Pull every line of the data items below into your answer word for word, leaving out the pictures.

== PROVIDED RECORDS

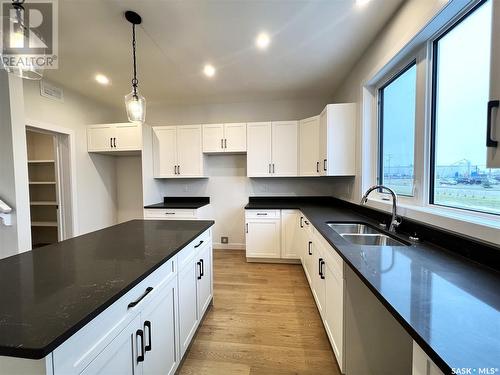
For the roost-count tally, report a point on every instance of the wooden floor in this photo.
(263, 321)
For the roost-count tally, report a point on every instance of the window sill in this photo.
(477, 225)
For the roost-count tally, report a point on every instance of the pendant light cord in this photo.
(134, 80)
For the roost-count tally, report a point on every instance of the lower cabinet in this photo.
(148, 330)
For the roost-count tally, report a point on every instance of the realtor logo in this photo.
(29, 33)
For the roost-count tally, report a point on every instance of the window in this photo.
(459, 177)
(397, 100)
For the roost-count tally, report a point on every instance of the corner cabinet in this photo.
(177, 152)
(114, 138)
(272, 149)
(337, 140)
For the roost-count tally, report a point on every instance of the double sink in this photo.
(362, 234)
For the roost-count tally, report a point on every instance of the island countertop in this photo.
(49, 293)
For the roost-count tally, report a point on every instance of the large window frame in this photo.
(420, 206)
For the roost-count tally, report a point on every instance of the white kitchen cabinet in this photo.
(122, 356)
(160, 322)
(177, 151)
(493, 128)
(114, 138)
(290, 234)
(272, 149)
(284, 148)
(337, 142)
(422, 364)
(309, 147)
(230, 137)
(263, 234)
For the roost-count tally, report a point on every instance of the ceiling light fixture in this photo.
(209, 70)
(134, 102)
(262, 41)
(102, 79)
(20, 59)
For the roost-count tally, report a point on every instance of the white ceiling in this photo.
(314, 45)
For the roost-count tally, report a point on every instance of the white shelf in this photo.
(41, 161)
(43, 203)
(44, 223)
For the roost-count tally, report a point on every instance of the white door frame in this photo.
(70, 191)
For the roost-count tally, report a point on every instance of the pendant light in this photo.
(134, 102)
(24, 66)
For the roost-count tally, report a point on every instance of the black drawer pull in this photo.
(147, 324)
(140, 358)
(136, 302)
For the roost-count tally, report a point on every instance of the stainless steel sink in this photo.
(371, 239)
(344, 228)
(362, 234)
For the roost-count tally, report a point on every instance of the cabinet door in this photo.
(204, 277)
(159, 321)
(189, 151)
(334, 311)
(263, 238)
(188, 315)
(165, 151)
(128, 137)
(213, 138)
(284, 148)
(120, 357)
(235, 136)
(309, 147)
(259, 149)
(290, 234)
(99, 138)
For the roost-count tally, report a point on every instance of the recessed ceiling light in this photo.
(262, 41)
(209, 70)
(102, 79)
(361, 3)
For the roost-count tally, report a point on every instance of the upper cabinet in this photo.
(272, 149)
(114, 138)
(309, 147)
(177, 151)
(219, 138)
(337, 131)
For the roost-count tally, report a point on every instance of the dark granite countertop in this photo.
(181, 202)
(49, 293)
(449, 305)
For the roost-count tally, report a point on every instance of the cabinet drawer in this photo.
(81, 348)
(170, 213)
(262, 214)
(184, 256)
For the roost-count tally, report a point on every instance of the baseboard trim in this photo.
(228, 246)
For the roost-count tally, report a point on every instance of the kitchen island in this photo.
(104, 301)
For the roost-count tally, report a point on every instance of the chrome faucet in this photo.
(395, 220)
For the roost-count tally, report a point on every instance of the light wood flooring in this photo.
(263, 321)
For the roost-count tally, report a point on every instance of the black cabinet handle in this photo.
(147, 324)
(136, 302)
(490, 142)
(140, 358)
(199, 274)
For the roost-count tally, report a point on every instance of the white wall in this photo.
(95, 174)
(227, 185)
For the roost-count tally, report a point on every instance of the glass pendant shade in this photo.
(136, 107)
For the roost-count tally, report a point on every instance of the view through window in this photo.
(397, 127)
(462, 59)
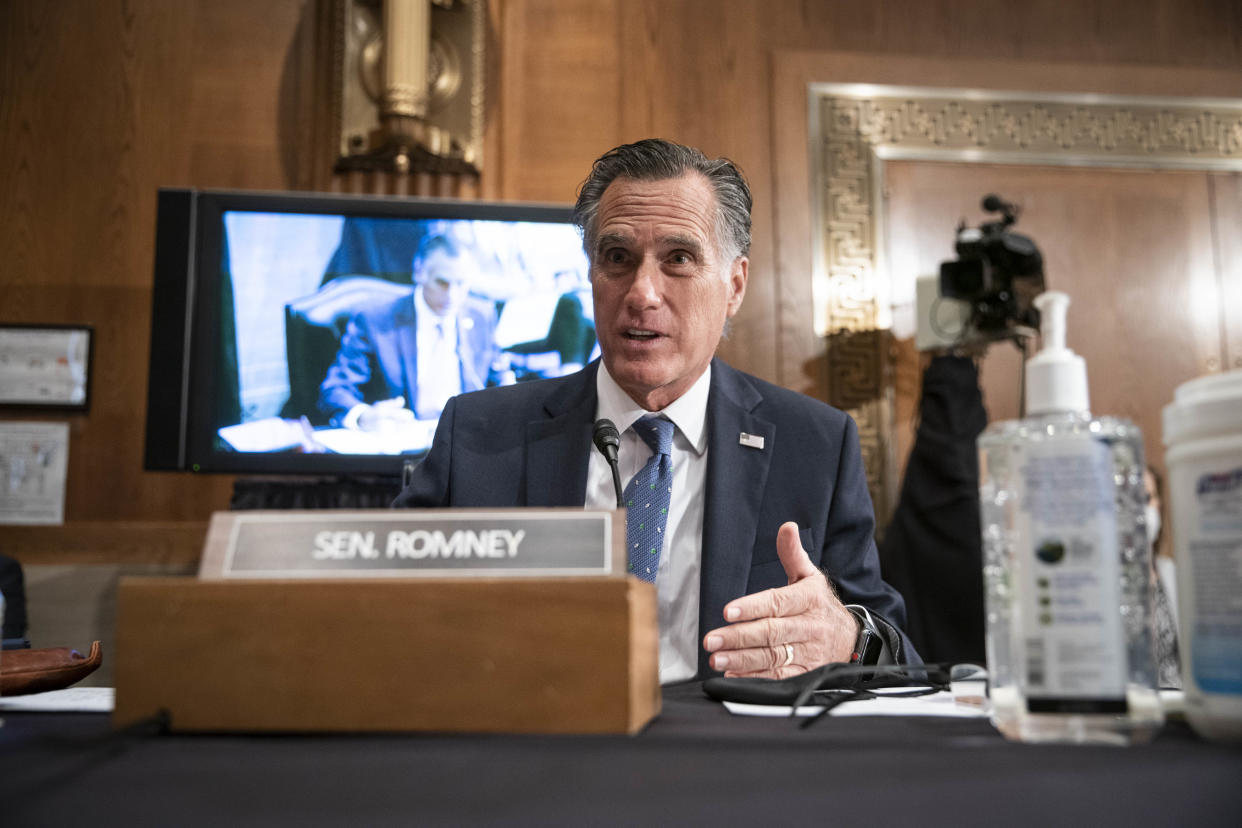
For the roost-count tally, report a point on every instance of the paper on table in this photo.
(937, 704)
(68, 700)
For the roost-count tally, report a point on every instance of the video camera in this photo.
(995, 278)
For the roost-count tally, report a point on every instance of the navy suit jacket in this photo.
(529, 445)
(379, 355)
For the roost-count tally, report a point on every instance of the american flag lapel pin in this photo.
(750, 441)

====

* [EXERCISE RESULT]:
For the roost-count tally, report a point on every instance of the wooden floor in this photo.
(263, 321)
For the roost-count tally, report a point on every instance of the window sill in this photo.
(477, 225)
For the roost-count tally, report a point on every instance of the pendant light cord in this photo.
(134, 80)
For the roost-count tally, report a point on every instance of the lower cabinet in this photo.
(148, 330)
For the roost-count tally, report a point on every instance of the realtor logo in this photo.
(29, 33)
For the roost-count tally, report a point on every instance of the window in this photo.
(459, 177)
(397, 100)
For the roost-count tally, report a point on every instance of the corner cabinet in this photo.
(177, 152)
(114, 138)
(272, 149)
(337, 140)
For the roost-count tally, report a point on every instance of the double sink in this photo.
(362, 234)
For the roost-count tally, report a point on every instance of the island countertop in this photo.
(49, 293)
For the roost-count tally, report a point on every instance of the large window frame in this photo.
(420, 206)
For the roost-count tally, report a point on every instance of the white kitchen cabinet in this photo.
(122, 356)
(160, 322)
(177, 151)
(493, 128)
(114, 138)
(290, 234)
(272, 149)
(284, 148)
(337, 142)
(422, 364)
(309, 147)
(230, 137)
(263, 234)
For the roost-count tally, report a point on every instance of the ceiling light fixture in this photo.
(209, 70)
(134, 102)
(262, 41)
(102, 79)
(20, 59)
For the roost-count tally, report a point on every instance of the white ceiling in this photo.
(314, 45)
For the roost-count tally, report a point on every instance of the white shelf in this photo.
(41, 161)
(43, 203)
(44, 223)
For the roost-count tally, report a point on every instance of the white door frame in this photo.
(70, 191)
For the roost-count tally, report a point on every instance of the pendant light in this photo.
(134, 102)
(24, 66)
For the roost-count tally, report a point on every instance of the black drawer pull in this photo.
(147, 324)
(140, 358)
(136, 302)
For the roost-count tally, report a point on every instance of the stainless steel sink in this photo.
(371, 239)
(344, 228)
(362, 234)
For the roost-count tally, report a point on every instance of the cabinet door in this photo.
(204, 277)
(159, 321)
(189, 151)
(334, 311)
(263, 238)
(188, 315)
(165, 151)
(128, 137)
(213, 138)
(284, 148)
(120, 357)
(235, 136)
(309, 147)
(259, 149)
(290, 234)
(99, 138)
For the roost-count tally, report a point on every instance of the recessed ceiling light in this photo.
(262, 41)
(209, 70)
(102, 79)
(361, 3)
For the roost-count tally, report a point on every instance of the upper cabinet in this photo.
(272, 149)
(114, 138)
(309, 147)
(177, 151)
(219, 138)
(337, 131)
For the roost-count tally, report a point on every instance of the dark granite countertop in this photo.
(181, 202)
(49, 293)
(449, 305)
For the roost-count tally, report a point on every instance of the cabinet drawer in this photo.
(81, 348)
(170, 213)
(262, 214)
(184, 256)
For the roost-count tally, report a point on every instance of the baseboard trim in this photo.
(228, 246)
For the roost-count tally, report a point on every instance of the kitchen island in this photo.
(104, 301)
For the roost-count tally, report a point on every instance of the chrome faucet in this photo.
(395, 220)
For the roost-count tally, report a point on every instance of the light wood flooring in this photo.
(263, 321)
For the roost-count tally, report a point on every instance of the black cabinet handle in this photo.
(147, 324)
(136, 302)
(490, 142)
(140, 358)
(199, 274)
For the roost-count tally, report a point on every instance of the white wall in this photo.
(95, 174)
(227, 185)
For the roost-count tally, report a point on every instance of the glass pendant shade in this photo.
(136, 107)
For the roost-count tally, report a point on every instance of the view through window in this photo.
(397, 127)
(462, 59)
For the roost-count tally, report a point on every instance of the paper on table in this photo.
(937, 704)
(68, 700)
For the roost-count tally, report a point on every instance of the video camera in this photo.
(995, 278)
For the roost-count tally, report a point on every instance of the navy suit jacket in this photo.
(529, 445)
(379, 355)
For the roost-count tally, report a point on every instance of the american flag lapel pin in this photo.
(750, 441)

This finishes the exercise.